(Work required)
Exactly reproduce the lines from the line containing "like (857, 480)." to the end of the data below, inclusive, and nothing else.

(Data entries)
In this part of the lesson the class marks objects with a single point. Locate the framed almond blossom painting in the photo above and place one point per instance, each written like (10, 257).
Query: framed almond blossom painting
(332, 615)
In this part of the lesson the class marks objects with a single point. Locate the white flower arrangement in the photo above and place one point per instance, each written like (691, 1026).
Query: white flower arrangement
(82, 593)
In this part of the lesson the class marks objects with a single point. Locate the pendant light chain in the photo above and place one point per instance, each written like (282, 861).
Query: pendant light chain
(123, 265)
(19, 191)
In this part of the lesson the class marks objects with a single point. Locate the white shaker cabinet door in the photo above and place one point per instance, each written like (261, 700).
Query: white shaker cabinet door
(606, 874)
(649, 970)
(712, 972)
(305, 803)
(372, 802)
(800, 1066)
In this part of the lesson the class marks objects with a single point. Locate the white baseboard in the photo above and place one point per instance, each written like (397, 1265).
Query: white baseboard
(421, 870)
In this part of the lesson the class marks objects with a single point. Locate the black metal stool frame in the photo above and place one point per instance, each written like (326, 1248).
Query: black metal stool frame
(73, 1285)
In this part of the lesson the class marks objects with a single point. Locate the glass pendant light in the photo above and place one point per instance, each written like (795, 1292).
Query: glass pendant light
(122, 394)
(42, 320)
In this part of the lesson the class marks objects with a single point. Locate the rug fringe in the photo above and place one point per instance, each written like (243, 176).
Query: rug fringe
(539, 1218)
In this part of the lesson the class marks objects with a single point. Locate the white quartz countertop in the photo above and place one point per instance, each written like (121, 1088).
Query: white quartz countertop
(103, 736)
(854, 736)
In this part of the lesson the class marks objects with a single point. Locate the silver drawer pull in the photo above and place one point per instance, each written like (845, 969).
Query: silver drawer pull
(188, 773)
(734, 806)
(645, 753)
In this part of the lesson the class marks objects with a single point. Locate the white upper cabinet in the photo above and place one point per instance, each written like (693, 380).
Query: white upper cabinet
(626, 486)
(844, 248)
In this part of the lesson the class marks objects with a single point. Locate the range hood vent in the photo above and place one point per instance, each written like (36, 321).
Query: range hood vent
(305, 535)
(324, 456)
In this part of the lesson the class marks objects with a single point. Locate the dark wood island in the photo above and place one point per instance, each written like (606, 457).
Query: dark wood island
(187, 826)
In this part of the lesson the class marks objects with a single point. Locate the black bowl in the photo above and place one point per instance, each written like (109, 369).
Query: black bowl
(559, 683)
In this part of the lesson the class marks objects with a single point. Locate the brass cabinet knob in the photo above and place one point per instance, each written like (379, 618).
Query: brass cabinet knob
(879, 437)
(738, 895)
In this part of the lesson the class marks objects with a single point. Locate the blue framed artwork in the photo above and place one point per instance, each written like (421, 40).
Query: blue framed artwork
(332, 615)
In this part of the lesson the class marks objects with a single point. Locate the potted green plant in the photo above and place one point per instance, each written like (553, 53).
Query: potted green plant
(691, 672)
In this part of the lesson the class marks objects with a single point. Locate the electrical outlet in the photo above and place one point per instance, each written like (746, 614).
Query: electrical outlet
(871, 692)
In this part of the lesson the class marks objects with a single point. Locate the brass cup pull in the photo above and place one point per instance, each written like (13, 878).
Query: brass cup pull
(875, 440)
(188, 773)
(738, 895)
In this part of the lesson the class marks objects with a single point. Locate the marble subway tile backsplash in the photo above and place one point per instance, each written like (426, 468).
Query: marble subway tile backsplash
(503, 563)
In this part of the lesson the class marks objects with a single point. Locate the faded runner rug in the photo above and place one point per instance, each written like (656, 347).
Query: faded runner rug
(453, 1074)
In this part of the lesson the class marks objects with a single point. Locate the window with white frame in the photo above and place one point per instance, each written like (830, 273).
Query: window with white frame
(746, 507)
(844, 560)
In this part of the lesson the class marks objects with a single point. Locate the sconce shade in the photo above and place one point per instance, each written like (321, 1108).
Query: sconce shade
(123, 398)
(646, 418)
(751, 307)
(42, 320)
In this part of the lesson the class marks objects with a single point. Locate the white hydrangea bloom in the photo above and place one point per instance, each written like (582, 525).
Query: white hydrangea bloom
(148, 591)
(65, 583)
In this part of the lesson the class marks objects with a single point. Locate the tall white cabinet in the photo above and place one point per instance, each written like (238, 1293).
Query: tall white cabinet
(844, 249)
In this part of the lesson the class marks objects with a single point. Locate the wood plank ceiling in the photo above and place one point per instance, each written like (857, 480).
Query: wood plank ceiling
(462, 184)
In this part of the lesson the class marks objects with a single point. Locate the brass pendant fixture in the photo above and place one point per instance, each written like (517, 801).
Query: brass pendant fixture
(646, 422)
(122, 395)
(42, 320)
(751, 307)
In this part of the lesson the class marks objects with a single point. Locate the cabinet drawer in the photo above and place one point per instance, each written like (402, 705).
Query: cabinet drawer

(The output)
In this part of the lesson the class marks objects with a single point. Locate the wood plank ceiling in the photo above and place one point per instance, each written like (857, 480).
Query: wood plank ceiling
(462, 184)
In this part of the lesson the class marks objects with a single point. Locate the brass pendant fixture in the photo above and place one point per instance, each written like (517, 801).
Query: brass pendant fixture
(646, 422)
(122, 395)
(42, 320)
(751, 307)
In this part of the lesson the class marks objects with a single point. Locate the cabinet drawer in the photo above and place one point per instance, each written like (402, 705).
Query: cabinet drawer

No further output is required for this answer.